INSTRUCTIONS TO FOLLOW
Please rewrite every line of the rows below as a numbered list, skipping blank lines and leaving out the pictures.

Pointing rows:
-----

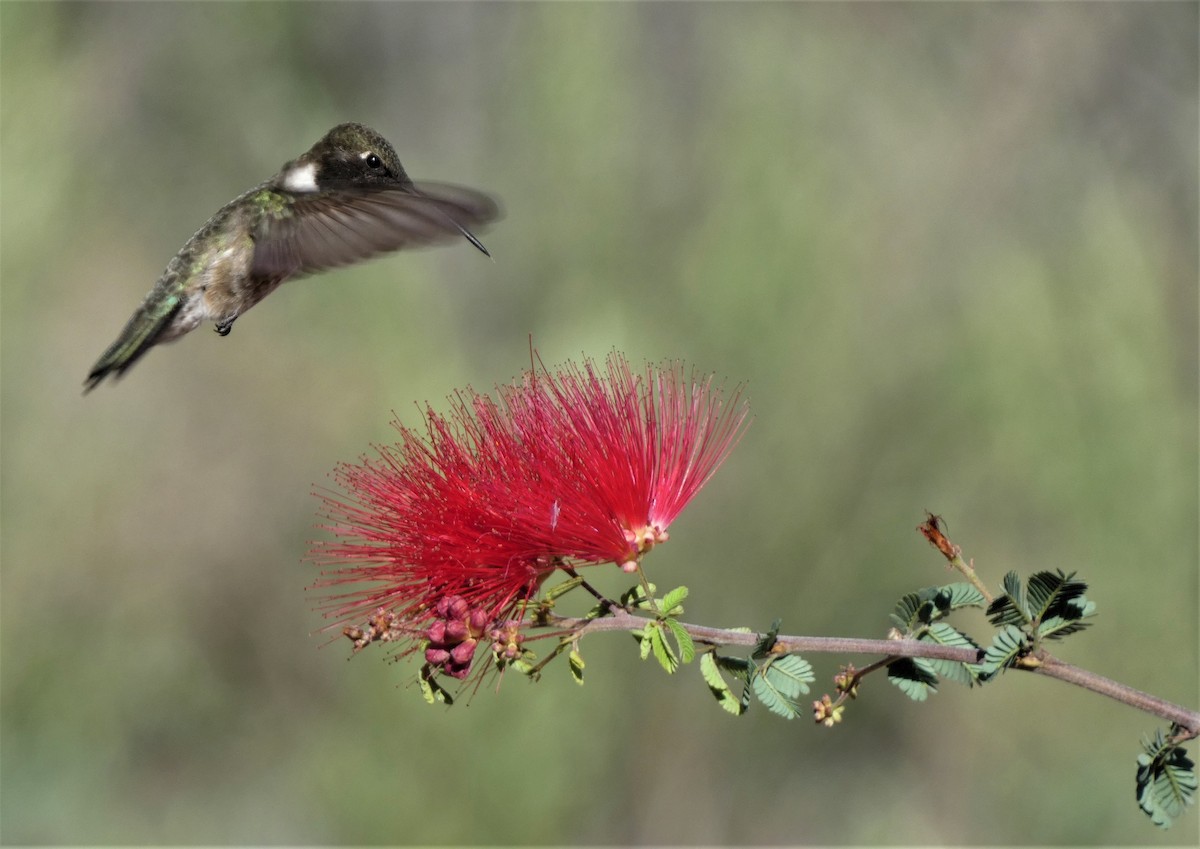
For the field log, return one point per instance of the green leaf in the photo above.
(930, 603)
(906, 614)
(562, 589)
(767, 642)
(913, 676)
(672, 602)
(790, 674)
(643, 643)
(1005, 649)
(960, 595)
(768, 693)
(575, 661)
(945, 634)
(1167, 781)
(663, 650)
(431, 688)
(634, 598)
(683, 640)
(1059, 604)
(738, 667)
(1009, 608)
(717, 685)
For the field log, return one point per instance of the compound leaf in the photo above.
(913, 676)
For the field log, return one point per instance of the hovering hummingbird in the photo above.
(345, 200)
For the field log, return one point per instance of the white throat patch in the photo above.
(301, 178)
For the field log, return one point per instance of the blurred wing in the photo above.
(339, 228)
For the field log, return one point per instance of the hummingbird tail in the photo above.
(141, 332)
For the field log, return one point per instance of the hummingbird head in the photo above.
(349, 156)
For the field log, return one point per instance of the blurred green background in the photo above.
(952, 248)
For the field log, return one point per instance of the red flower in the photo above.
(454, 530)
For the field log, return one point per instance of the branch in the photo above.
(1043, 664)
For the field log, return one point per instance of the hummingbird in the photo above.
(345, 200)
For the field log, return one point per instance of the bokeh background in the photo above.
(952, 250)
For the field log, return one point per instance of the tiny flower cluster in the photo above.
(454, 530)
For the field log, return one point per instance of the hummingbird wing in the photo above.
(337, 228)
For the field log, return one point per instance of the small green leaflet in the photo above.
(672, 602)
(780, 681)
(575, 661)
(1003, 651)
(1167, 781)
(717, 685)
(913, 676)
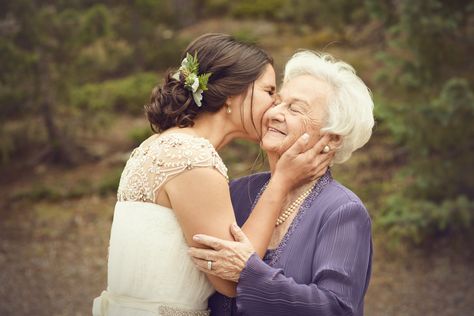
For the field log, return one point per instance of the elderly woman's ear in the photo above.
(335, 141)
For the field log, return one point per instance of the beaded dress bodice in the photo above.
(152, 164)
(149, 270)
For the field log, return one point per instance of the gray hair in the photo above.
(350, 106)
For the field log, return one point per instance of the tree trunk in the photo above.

-----

EXPECTED ANSWER
1. For the field log, return one point per instance of the green leaf in the photo above.
2. (930, 603)
3. (906, 614)
4. (562, 589)
5. (767, 642)
6. (913, 676)
7. (672, 602)
8. (790, 674)
9. (643, 643)
10. (1005, 649)
11. (960, 595)
12. (768, 693)
13. (575, 661)
14. (945, 634)
15. (1167, 781)
16. (663, 650)
17. (431, 688)
18. (634, 598)
19. (683, 640)
20. (1059, 604)
21. (738, 667)
22. (1009, 608)
23. (717, 685)
24. For the field log, return one point per instance of the compound leaf in the photo above.
25. (913, 676)
26. For the field log, return one point per instance of the hovering hummingbird in the photo above.
27. (345, 200)
28. For the field log, return one point per instance of the white throat patch in the photo above.
29. (301, 178)
30. For the field log, return one point per instance of the blurred wing in the photo above.
31. (339, 228)
32. For the field log, return one point per instance of the hummingbird tail in the photo above.
33. (141, 332)
34. For the field log, return one point per instance of the hummingbird head in the photo above.
35. (349, 156)
36. For the field log, return one point per instance of the blurred green background in the photo above.
37. (952, 248)
38. For the field log, return one point per instance of the red flower in the photo above.
39. (454, 530)
40. For the field log, return one point per instance of the branch in the photo above.
41. (1043, 664)
42. For the field log, return one point per instance of the hummingbird in the photo above.
43. (345, 200)
44. For the field log, return one point per instance of the bokeh background in the photo above.
45. (952, 250)
46. For the field log, return one point per instance of the tiny flower cluster in the photo above.
47. (454, 530)
48. For the field log, return one point per instance of the hummingbird wing in the photo above.
49. (337, 228)
50. For the field log, return one point per instance of the small green leaflet in the photo above.
51. (672, 602)
52. (780, 681)
53. (575, 661)
54. (1003, 651)
55. (1167, 781)
56. (717, 685)
57. (913, 676)
58. For the field log, return one point per instance of the elderly woman's ear in the photo above.
59. (335, 141)
60. For the field log, return one point per instance of the beaded dress bodice in the photo above.
61. (152, 164)
62. (149, 270)
63. For the field log, return one point per instance of the gray hair in the photo above.
64. (350, 106)
65. For the field log, return one point per instance of the tree trunk in the photo above.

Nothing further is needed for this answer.